→ DOCUMENT SEGMENT
----

David And I have been steadily reading selections from the Wordsworth series, Tales Of Mystery & The Supernatural. They are pretty cheap and easy to find. I run across them at the discount book store all the time. They aren't always the greatest but worth checking into I believe, as I have run across several very good authors like Bierce, LeFanu, Broster, and Bowen as a result.
And to bring this to the present day, I want to point out Bentley Little. He is definitely my favorite current author working in the horror genre. I read a ton of horror fiction and adding yet another list to this interview would be a little much, my suggestion is do what I do and grab things from the library that catch my attention.
m[m] When was the last time your were truly scared? And where’s the creepiest & most un-nerving place you’ve ever visited?
David Hmmmm. The only time recently was narrowly missing being in a bad car-wreck. That was pretty frightening. I wrecked a car a long time ago and that was not fun at all. When I was a kid, I would get very frightened of really intense horror-movies, intense meaning "Night Of The Living Dead", "The Shining", and I remember a Friday the 13th one scaring me. Ghosts and hauntings were a serious matter when I was young. I did have one unexplained occurrence with something scratching and growling outside my bedroom door that was frightening. And I took the possibility of ghosts and malignant entities seriously. Now this is when I was young, but I can still recollect how I felt and draw from it to inform my work.

----

→ RECORDED DATA

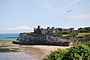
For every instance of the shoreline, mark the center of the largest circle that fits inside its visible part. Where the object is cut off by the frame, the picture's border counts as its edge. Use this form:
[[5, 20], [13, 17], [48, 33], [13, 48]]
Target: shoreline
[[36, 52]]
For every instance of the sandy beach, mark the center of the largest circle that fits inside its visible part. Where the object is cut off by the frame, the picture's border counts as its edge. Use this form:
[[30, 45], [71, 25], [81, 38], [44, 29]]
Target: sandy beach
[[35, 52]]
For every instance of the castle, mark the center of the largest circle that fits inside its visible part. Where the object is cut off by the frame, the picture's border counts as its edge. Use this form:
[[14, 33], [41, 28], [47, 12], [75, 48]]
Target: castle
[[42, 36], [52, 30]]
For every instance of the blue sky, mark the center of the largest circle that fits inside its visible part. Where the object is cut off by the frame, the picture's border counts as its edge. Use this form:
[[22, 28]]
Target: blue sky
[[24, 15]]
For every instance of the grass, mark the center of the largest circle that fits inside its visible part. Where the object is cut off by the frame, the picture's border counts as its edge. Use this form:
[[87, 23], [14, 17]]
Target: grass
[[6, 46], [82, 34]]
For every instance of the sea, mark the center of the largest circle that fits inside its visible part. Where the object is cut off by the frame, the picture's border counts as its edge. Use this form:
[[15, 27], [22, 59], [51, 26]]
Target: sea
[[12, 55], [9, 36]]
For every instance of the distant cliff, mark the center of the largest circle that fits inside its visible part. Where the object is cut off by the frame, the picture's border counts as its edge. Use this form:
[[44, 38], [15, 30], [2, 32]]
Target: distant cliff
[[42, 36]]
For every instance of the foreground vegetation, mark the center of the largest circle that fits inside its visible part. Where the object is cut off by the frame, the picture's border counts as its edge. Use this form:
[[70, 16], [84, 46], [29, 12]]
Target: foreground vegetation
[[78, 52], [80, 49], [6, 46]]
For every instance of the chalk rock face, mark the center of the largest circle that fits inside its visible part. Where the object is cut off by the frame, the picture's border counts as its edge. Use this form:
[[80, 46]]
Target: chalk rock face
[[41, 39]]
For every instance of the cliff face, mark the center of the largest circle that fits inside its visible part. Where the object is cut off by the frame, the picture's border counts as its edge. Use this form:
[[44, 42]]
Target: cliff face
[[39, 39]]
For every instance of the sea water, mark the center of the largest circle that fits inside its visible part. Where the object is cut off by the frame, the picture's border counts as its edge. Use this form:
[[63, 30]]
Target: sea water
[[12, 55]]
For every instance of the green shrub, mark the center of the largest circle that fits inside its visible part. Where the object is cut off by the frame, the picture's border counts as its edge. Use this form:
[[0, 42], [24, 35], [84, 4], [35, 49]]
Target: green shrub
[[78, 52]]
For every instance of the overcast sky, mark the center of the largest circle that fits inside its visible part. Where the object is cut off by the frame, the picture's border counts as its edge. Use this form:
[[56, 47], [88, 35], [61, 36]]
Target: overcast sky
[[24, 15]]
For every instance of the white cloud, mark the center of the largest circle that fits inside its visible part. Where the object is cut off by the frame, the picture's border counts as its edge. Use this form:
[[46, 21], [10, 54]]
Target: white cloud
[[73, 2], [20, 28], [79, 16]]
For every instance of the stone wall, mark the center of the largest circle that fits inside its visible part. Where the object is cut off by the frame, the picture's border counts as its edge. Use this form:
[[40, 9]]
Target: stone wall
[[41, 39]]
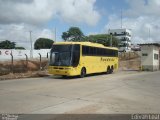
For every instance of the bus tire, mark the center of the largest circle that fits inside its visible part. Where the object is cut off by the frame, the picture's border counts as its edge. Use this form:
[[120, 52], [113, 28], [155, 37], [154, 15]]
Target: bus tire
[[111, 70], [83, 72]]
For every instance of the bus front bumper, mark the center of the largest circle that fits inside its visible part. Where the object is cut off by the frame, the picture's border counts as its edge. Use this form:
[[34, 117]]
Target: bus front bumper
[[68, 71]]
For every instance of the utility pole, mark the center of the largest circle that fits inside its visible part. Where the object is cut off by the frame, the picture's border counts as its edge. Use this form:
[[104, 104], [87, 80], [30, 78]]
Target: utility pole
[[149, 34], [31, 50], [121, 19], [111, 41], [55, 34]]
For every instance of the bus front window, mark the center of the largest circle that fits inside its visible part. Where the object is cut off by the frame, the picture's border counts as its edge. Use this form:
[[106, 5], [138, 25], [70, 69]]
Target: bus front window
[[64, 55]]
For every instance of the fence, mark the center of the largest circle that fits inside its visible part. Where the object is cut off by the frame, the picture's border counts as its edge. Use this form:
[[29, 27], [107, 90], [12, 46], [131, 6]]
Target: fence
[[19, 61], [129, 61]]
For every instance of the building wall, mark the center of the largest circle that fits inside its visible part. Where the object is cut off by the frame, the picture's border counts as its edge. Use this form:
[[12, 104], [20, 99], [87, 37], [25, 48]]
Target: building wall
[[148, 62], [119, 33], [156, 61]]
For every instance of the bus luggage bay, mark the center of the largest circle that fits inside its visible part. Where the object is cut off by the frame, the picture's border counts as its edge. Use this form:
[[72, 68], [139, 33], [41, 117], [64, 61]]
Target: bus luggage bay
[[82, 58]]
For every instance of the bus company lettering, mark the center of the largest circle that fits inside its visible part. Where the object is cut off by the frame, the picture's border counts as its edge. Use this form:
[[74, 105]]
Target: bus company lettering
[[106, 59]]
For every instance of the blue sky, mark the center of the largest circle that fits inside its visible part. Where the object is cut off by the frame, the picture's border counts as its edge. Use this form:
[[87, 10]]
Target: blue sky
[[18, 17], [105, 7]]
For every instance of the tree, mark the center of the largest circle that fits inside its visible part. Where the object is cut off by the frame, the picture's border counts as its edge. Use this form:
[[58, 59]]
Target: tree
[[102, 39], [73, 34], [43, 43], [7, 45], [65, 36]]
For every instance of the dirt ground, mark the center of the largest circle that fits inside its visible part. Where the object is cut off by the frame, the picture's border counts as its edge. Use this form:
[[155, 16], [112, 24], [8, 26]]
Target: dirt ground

----

→ REQUEST
Write what comes next in the interview with David about horror fiction, starting right after its last sentence.

→ RESPONSE TO THE EXERCISE
I can't think of a creepy place and have been thinking about this for a few days since reading the question. It has made me realize I need more of encounters with the unusual.
David There was a place that did come to mind that has been inspirational but doesn't really answer your question. Since I brought it up, I feel I should elaborate:
I used to ride a bike around quite a bit a few years ago and I encountered what became my favorite destination. This was a blocks-long empty warehouse complex that served a grocery chain which suddenly went out of business, and you could tell as there were signs in various areas and booths that one day everyone just up and left. There were personal items lying around, a truck overgrown with weeds, several clocks around, etc. The area this complex was in was fairly deserted once you got off the main road so the only signs of humanity would be a jet arcing overhead. It seemed devoid of all life except insects and I never interacted with another person all the times I was there. The whole experience was post-apocalyptic. Once I moved, I quit going and now the area has unfortunately been developed. Nothing good lasts forever.
I can tell you the creepiest thing I have seen lately. When one of my cats is in a deep dream-state, her eyes will half open so you can see her eyes rolling around while that membrane is sliding over her eyes and then retracting, her paws and muzzle will twitch, sometimes her mouth will be a little open with her tongue just poking out. It is fucking creepy and will go on for a bit, then she will wake and be her normal cat self.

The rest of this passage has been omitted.